WHAT IS BEING ASKED: Line filter on the word "give": copy each matching line from the entries.

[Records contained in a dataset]
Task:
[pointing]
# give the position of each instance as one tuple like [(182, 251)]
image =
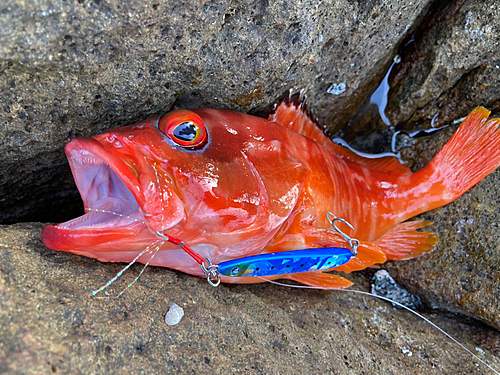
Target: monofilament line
[(397, 304), (146, 250)]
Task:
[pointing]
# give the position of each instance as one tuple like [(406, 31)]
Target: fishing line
[(146, 250), (395, 303)]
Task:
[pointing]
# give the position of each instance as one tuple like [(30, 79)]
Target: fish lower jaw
[(101, 218)]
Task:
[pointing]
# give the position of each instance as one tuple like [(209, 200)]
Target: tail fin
[(470, 155)]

TASK RESULT:
# give the position of each instance as one tuple like [(182, 251)]
# give the position of each instance as one tuple like [(406, 31)]
# give the position of each instance as one tuple like [(30, 79)]
# give the position of each instance as one tuple like [(209, 200)]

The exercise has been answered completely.